The exercise:
Locate the line that contains "Drop a pin on the white pants, one". Print it and every subsequent line through the final line of the records, exactly and only those.
::: Data :::
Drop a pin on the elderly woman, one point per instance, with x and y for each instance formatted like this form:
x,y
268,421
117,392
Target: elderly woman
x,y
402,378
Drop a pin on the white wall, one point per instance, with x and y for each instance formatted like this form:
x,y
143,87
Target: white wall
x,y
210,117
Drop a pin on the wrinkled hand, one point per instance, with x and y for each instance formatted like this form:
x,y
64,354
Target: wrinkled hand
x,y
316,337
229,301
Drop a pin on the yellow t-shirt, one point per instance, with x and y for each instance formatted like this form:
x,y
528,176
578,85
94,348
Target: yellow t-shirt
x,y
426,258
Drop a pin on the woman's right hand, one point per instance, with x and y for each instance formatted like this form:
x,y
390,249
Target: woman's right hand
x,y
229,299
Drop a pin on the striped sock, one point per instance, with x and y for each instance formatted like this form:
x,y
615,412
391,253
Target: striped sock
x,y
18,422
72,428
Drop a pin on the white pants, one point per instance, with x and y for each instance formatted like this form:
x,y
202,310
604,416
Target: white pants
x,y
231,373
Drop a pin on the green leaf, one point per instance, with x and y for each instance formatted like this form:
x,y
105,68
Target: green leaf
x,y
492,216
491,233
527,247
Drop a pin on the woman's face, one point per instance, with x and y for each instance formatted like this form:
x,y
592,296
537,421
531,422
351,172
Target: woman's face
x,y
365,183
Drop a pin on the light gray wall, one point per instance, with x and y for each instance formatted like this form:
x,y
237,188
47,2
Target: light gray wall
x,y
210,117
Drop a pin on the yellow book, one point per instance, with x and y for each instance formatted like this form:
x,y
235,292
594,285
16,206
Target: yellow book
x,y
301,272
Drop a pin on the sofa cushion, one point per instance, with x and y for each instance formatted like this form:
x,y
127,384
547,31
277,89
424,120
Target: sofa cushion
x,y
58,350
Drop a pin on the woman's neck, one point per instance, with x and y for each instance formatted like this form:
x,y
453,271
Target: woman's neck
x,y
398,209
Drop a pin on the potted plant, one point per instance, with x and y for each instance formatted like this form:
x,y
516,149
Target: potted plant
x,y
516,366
:::
Answer in full:
Drop a pin on the white pants, one point per instance, with x and y for each instance formatted like this form:
x,y
202,310
604,416
Target: white pants
x,y
231,373
Drop a pin on the green leaf, one point per instance, with x and y for each instance formatted like this form:
x,y
105,68
Target: green leaf
x,y
492,216
491,233
527,247
Drop a pin on the woman's face, one point per instance, with x and y for each instance formatted like this form:
x,y
592,296
537,421
531,422
351,172
Target: woman's face
x,y
365,183
Drop a pin on the light gray wall, one point per instance, with x and y for each instance formatted like this form:
x,y
237,188
47,2
Target: light gray wall
x,y
210,117
Drop a pin on the yellow book, one point per instance, with x and y for each instance formatted like this form:
x,y
235,292
594,285
16,206
Target: yellow book
x,y
301,272
Drop a pin on the sofa cushion, one point per instance, with x and y for each instance formatted like this form:
x,y
127,384
547,31
277,89
424,120
Target: sofa cushion
x,y
58,350
Drop a pin on the woman's neck, one point per instance, with x and y for each instance formatted like this form:
x,y
453,271
Target: woman's neck
x,y
398,209
Drop a pin on the potted plant, one point per instance, with x and y for each instance formatted like this form:
x,y
516,149
Target: potted plant
x,y
516,366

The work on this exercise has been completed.